● Uyulacak yönerge
Şili seyahatini anlatan metne göre, Chacabuco toplama kamplarında öldürülen ve kemikleri Atacama çölünde kumlara karışan siyasi hükümlülerin sayısı kaçtır?

● Verilen metin
“Biz insanlar bir çok yanılma payı, zayıflığı, kusuru olan ama ayrıca çok büyük bir esneklik ve yaratıcılığa sahip hafıza sistemleriyle dünyaya geldik.” Oliver Sacks

KÜLTÜR

Santiago Şili Seyahati

 

24 yaşındayım. Buenos Aires’te okuyorum.  Bir gece bir türlü uyku tutmamış evde Patricio Guzman’nın Nostalgia a la Luz (ışığa özlem) belgeselini izliyorum. Chacabuco toplama kamplarında, Pinochet’nin askerleri tarafından işkence edilip acımasızca öldürülen 3200 siyasi hükümlünün kemikleri, Atacama çölünde kumlara karışmış. Çölde hiç bir şey kaybolmuyor, yakınlarının “parçalarını” arayan kadınlar her gün gelip sonsuz kumları, kürekleri ve elleriyle kazıyorlar.

● Sağlanan veriler
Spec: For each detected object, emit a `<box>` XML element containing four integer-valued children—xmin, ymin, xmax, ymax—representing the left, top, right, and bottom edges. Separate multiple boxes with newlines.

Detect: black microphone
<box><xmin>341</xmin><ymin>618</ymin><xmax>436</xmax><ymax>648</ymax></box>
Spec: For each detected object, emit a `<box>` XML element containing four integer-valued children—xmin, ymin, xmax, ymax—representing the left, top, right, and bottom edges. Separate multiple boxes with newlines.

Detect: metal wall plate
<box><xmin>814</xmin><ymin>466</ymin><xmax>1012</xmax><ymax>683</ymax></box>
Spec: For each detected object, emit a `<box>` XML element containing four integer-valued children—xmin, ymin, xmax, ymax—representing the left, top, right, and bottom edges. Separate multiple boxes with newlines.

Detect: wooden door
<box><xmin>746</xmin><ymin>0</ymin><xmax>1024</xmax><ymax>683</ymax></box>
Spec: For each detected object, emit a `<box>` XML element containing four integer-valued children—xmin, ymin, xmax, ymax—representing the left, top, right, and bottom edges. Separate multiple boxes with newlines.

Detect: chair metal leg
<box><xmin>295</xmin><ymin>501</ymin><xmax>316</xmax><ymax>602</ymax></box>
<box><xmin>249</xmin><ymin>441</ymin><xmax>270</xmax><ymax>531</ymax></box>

● Alıştırmanın cevabı
3200 siyasi hükümlü.